=== ASSIGNED TASK A ===
In the comments on childcare below, what does the first commenter say caused the nanny arrangement to fail?
=== ASSIGNED TASK B ===
Extend the comments on childcare and nannies below, picking up after their final sentence.

(EXCERPTED TEXT begins)

I have just deleted a 3-paragraph rant with bulleted accompaniment about our time with a nanny a few years ago, the problem of pandemic-life-with-daycare-shutdown, and the gendered division of household labor in my home that got so much worse in all this. I will just say this:

Anyone who is not putting a really clear eye on the wrecking ball that is the childcare situation at this time is at best a fool and at worst malicious. I put the current administration in the malicious camp; the women in your Facebook group--most likely-- in the fool camp.

And don't tell me "Oh, just spend 60,000 on a nanny," or "oh, we're virtuous, we have a nanny and spend less in other categories," because: No. NO. We did that. Nannies do not work out well for everyone and did not work out well for us. It wasn't a problem with the nanny herself, who was a lovely person. It was a problem with logistics and expenses.

I may be really angry about this topic.

sarah (SHU) said...

@anon - there's a lot to be angry about. sorry if my comment came off as "duh, just spend less." i definitely did not mean tto proclaim that is the answer for everyone BUT BUT BUT I do work with people that say things like what I wrote ("Can't Afford" to pay a household employee well - but I can afford all of these other things which in my mind fall much more in the luxury category compared to childcare) and it DOES infuriate me.

but, understand that is not going to be the answer for everyone for a number of reasons.

(EXCERPTED TEXT ends)
(DATA begins)

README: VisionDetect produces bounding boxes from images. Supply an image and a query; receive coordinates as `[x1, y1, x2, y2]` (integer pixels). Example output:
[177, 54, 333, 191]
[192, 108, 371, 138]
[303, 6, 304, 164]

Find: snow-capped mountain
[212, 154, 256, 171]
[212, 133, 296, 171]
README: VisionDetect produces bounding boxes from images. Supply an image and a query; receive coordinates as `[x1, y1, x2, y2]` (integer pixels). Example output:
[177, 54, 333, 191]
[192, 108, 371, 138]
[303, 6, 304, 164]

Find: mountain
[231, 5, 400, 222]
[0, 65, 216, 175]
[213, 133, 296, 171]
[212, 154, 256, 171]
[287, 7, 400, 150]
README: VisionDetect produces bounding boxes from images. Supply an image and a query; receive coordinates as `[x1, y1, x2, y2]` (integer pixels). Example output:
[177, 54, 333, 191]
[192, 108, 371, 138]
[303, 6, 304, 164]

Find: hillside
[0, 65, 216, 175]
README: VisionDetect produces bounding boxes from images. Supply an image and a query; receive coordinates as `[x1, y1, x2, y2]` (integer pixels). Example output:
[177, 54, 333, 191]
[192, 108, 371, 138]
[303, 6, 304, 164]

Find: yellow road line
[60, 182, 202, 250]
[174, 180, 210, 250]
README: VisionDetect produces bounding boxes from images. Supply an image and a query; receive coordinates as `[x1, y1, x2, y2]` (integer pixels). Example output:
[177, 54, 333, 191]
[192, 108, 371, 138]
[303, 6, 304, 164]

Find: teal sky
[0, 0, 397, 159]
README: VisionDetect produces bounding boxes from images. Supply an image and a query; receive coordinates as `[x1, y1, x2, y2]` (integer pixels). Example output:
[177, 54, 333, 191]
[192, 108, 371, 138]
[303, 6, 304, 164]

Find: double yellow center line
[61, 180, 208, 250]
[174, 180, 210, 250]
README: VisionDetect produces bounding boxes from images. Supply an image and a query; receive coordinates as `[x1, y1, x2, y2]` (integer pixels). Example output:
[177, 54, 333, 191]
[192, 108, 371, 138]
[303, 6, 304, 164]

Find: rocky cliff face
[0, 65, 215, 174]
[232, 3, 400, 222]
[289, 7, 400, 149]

(DATA ends)

=== YOUR RESPONSE A ===
Logistics and expenses, not the nanny herself.

=== YOUR RESPONSE B ===
the lack of childcare available right now absolutely #*($&@# SUCKS.

Anonymous said...

FYI - it's "Hillary" with two ls. Let's show her the respect she deserves, as winner of the popular vote as well as someone who would have made vastly different choices if in office, rather than this Cheeto.

My job is to basically run a hospital (so I'll never post non-anonymously - I should be consumed every moment with my job!! Plus I could never admit to being interested in anything maternal if I work). We are generations away from understanding what it is we ask of doctors versus what an actual person with outside responsibilities can accomplish. I had a nanny *and* an au pair for my four kiddos, now grown, and still every day felt like death. My neighbor, who doesn't work but is rich in that way that is kind of like a job (philanthropic this and that) has a manny and a nanny and never travels in the same car as her five sons. I urge you to find more happiness and more joy in your life and in your child before it all passes you by and the bitterness you exhibit on your blog becomes something you exhibit in your real life as well. Best of luck in Michigan.

OMDG said...

Huh. And here I was thinking I was doing pretty well. Weird. I hope you stopped feeling like death!

OMDG said...

Nannies didn’t work for us either, really. Nobody who wants to be a nanny is willing to wake up at 4:30 to be at our house by or before 6. Even if they want to, they will flake. It’s just a matter of time. The only solution to that problem is a live in nanny, which comes with a whole other host of issues. There was a period of five years where I was paying more than I made for childcare, And that time juuust ended a year ago. Don’t get me started on this either.

Anonymous said...

Hmm...interesting, I never thought of you as bitter or incapable of joy...
Anon in mass

Noemi said...

I definitely read the WaPo article so that is where I got my misinformation.

Childcare is really hard to find in this country. We’ve had to rely on daycares and even paying $25K a year for that was really difficult for us. I’ve always said that I can’t imagine making enough that I could provide someone else’s livelihood and still support my own family. But I understand how necessary it is to have that kind it consistent, in-home care for people in some professions with very long hours. It’s just way above my pay grade.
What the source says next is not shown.